» **Task**: Can you retype, without any changes, every line of the records below from the line containing "Please pick out the bird's eye" through the last line of the records?

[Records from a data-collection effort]
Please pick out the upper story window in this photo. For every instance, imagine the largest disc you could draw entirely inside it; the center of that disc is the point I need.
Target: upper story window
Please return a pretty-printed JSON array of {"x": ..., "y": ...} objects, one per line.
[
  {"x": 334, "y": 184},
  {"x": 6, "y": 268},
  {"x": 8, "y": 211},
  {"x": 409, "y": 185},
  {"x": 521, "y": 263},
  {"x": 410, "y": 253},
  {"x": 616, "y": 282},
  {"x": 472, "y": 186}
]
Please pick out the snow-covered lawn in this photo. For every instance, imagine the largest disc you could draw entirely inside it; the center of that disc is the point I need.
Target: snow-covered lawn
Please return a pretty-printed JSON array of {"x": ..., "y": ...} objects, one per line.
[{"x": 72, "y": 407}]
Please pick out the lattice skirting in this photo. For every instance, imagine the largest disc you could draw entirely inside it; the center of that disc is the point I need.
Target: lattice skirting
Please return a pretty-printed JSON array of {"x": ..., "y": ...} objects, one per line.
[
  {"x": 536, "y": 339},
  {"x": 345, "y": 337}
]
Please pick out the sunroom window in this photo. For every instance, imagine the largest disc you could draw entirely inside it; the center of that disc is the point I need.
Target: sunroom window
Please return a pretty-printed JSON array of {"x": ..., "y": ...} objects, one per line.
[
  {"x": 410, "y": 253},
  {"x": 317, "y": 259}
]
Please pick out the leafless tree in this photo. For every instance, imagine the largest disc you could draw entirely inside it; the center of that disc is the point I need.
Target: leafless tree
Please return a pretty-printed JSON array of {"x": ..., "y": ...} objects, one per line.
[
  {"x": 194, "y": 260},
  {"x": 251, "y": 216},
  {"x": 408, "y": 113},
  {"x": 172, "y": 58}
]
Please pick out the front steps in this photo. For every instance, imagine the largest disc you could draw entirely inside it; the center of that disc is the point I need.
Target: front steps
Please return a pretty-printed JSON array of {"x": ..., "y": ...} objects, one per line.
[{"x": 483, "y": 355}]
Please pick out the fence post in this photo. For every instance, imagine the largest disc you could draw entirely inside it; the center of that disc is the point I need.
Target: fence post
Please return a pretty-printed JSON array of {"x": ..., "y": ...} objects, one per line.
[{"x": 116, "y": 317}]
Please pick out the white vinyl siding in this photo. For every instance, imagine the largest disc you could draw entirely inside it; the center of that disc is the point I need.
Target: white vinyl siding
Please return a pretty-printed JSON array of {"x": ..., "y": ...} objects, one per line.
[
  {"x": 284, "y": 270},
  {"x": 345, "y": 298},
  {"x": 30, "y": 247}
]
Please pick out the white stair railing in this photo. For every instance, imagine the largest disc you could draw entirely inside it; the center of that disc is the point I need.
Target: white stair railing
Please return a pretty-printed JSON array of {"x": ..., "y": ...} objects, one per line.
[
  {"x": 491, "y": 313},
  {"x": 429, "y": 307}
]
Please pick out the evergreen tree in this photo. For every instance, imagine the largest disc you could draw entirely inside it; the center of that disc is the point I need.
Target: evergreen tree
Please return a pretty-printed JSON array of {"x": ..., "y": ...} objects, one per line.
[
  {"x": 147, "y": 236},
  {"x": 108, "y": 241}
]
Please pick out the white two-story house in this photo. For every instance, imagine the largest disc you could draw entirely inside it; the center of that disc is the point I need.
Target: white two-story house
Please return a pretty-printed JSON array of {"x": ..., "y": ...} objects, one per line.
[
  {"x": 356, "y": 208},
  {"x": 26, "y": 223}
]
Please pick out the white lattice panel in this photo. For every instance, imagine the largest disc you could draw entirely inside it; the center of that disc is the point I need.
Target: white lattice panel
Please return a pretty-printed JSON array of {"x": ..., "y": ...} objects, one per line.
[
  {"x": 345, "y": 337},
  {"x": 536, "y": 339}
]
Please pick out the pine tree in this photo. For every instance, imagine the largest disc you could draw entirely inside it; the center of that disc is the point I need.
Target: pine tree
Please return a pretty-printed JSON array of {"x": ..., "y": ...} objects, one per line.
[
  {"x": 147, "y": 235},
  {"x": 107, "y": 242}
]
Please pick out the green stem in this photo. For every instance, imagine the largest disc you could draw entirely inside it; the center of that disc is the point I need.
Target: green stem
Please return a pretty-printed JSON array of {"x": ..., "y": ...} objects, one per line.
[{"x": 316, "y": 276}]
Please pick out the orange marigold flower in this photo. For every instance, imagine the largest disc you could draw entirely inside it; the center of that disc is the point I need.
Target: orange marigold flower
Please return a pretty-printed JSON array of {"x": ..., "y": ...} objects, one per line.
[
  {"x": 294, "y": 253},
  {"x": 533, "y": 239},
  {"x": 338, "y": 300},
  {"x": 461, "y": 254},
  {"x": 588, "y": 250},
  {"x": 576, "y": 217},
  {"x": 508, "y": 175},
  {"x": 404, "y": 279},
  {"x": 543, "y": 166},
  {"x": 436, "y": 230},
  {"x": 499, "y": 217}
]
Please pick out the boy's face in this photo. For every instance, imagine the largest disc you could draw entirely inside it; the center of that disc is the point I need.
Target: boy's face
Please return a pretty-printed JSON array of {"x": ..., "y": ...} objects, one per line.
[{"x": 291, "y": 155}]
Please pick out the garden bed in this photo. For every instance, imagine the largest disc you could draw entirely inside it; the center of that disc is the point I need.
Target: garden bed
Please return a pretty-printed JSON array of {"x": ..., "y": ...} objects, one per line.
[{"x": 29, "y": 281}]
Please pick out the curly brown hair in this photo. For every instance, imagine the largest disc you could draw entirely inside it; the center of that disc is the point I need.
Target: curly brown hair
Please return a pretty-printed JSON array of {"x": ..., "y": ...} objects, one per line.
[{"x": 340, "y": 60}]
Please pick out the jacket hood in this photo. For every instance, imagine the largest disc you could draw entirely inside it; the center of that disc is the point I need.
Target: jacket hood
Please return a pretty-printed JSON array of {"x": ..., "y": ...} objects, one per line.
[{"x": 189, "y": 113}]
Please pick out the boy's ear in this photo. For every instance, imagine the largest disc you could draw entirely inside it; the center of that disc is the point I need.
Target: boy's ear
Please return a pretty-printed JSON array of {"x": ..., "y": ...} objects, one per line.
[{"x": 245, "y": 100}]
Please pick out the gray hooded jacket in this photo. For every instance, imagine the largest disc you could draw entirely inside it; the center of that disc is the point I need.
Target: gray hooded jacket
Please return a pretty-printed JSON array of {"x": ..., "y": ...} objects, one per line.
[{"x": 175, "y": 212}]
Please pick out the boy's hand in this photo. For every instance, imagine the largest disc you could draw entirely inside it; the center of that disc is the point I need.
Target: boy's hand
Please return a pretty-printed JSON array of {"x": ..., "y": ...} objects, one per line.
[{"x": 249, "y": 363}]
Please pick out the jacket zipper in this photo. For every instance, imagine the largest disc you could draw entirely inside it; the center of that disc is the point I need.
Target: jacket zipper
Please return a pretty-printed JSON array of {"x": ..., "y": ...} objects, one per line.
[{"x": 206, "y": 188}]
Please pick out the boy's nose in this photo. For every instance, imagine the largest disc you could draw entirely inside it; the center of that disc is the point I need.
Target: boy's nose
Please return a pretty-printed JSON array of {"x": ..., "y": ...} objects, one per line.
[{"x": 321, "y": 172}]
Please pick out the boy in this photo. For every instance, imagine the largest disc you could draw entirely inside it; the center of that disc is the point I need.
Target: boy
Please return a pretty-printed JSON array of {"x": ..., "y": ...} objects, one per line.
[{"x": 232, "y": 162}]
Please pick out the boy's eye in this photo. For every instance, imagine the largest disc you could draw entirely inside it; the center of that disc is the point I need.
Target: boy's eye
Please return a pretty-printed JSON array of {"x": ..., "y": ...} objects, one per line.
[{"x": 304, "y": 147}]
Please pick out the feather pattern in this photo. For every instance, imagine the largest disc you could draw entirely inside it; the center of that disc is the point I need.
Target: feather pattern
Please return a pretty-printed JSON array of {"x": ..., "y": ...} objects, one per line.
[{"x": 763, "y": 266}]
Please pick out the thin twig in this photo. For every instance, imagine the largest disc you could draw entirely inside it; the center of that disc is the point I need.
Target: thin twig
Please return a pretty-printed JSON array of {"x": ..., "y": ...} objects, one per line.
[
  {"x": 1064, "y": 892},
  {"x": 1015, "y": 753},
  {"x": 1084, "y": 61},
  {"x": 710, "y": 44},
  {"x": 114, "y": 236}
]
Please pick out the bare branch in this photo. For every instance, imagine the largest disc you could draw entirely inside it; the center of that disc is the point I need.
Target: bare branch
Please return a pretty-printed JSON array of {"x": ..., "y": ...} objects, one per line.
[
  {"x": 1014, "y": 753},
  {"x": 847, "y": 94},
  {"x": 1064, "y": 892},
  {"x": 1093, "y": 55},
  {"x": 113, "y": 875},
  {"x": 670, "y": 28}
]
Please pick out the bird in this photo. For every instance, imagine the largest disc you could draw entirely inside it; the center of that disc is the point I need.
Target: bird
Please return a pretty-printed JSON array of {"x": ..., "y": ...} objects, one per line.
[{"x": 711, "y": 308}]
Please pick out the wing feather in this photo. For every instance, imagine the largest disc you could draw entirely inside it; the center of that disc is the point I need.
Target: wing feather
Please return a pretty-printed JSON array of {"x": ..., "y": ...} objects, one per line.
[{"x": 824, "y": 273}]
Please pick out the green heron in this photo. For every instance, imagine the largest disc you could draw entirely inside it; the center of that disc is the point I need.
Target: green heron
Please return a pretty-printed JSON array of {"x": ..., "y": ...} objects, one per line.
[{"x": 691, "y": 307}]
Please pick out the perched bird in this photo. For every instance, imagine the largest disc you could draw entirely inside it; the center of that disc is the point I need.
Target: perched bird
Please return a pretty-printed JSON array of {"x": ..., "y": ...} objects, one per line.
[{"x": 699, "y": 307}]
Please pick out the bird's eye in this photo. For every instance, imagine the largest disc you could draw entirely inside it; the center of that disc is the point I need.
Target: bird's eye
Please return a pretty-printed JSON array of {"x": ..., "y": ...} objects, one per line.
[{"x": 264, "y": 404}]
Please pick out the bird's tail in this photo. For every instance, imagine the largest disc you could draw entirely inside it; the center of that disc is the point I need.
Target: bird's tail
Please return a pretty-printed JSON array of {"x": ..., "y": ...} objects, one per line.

» **Result for this exercise**:
Please pick out the bird's eye in this photo. For every instance, imagine the largest disc you could draw entirely inside it; the center of that disc is the point I need.
Target: bird's eye
Please return a pretty-printed JSON array of {"x": ..., "y": ...} objects, one per line.
[{"x": 264, "y": 404}]
Please pick out the bird's tail in this photo. For every instance, imagine the largest disc you could draw entirely inside it; the center of that disc is the point I need.
Target: bird's tail
Please return a pretty-printed JSON array of {"x": ..., "y": ...} objects, one per line.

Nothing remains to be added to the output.